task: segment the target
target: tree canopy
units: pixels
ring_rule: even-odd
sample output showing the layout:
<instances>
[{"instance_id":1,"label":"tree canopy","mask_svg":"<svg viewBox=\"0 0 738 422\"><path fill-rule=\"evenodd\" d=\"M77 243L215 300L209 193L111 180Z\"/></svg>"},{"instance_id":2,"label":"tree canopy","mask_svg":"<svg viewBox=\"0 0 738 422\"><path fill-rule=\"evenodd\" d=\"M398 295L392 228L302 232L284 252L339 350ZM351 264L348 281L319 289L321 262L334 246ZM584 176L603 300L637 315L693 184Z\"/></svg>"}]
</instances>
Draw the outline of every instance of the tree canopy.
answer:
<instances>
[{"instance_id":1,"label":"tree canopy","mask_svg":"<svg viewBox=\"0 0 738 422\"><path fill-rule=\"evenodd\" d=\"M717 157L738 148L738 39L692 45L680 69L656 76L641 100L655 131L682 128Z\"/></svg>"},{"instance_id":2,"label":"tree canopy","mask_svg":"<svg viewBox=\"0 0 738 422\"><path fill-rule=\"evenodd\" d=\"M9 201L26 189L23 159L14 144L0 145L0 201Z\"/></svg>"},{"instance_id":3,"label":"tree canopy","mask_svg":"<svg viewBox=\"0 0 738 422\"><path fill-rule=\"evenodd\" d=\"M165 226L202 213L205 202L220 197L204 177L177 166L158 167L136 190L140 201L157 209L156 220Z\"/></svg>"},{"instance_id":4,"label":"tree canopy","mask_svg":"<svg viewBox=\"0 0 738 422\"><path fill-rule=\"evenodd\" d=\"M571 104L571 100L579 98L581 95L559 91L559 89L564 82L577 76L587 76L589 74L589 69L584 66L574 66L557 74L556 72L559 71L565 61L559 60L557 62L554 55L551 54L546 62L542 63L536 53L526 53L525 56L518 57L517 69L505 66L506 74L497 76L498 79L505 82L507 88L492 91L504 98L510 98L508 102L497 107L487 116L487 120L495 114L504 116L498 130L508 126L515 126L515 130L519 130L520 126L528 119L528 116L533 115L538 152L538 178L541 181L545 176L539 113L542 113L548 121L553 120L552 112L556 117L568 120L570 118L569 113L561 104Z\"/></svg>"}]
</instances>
• • • • • • •
_Work to do_. Reproduce the listing above with every "pixels" changed to "px". Leave all other text unchanged.

_Finished exercise_.
task: segment the target
target: tree canopy
units: px
ring_rule: even-odd
sample output showing the layout:
<instances>
[{"instance_id":1,"label":"tree canopy","mask_svg":"<svg viewBox=\"0 0 738 422\"><path fill-rule=\"evenodd\" d=\"M77 243L215 300L209 193L111 180Z\"/></svg>"},{"instance_id":2,"label":"tree canopy","mask_svg":"<svg viewBox=\"0 0 738 422\"><path fill-rule=\"evenodd\" d=\"M398 295L392 228L302 232L284 252L339 350ZM351 264L348 281L319 289L321 262L334 246ZM584 176L603 300L637 315L693 184Z\"/></svg>"}]
</instances>
Draw the outline of every instance of the tree canopy.
answer:
<instances>
[{"instance_id":1,"label":"tree canopy","mask_svg":"<svg viewBox=\"0 0 738 422\"><path fill-rule=\"evenodd\" d=\"M717 157L738 148L738 39L692 45L680 69L656 76L641 100L655 131L682 128Z\"/></svg>"},{"instance_id":2,"label":"tree canopy","mask_svg":"<svg viewBox=\"0 0 738 422\"><path fill-rule=\"evenodd\" d=\"M9 201L26 189L23 159L14 144L0 145L0 201Z\"/></svg>"},{"instance_id":3,"label":"tree canopy","mask_svg":"<svg viewBox=\"0 0 738 422\"><path fill-rule=\"evenodd\" d=\"M165 226L202 213L205 202L220 197L204 177L177 166L158 167L136 190L140 201L157 209L156 220Z\"/></svg>"},{"instance_id":4,"label":"tree canopy","mask_svg":"<svg viewBox=\"0 0 738 422\"><path fill-rule=\"evenodd\" d=\"M571 104L571 100L579 98L581 95L559 91L559 89L564 82L577 76L587 76L589 74L589 69L584 66L574 66L557 74L556 72L559 71L565 61L559 60L557 62L554 55L551 54L546 62L542 63L536 53L526 53L525 56L518 57L517 69L505 66L506 74L497 76L498 79L505 82L507 88L492 91L504 98L510 98L508 102L497 107L487 116L487 120L495 114L504 116L498 130L508 126L515 126L515 130L519 130L520 126L528 119L528 116L533 115L538 152L538 178L541 181L545 176L539 113L542 113L548 121L553 120L552 112L556 117L568 120L570 118L569 113L561 104Z\"/></svg>"}]
</instances>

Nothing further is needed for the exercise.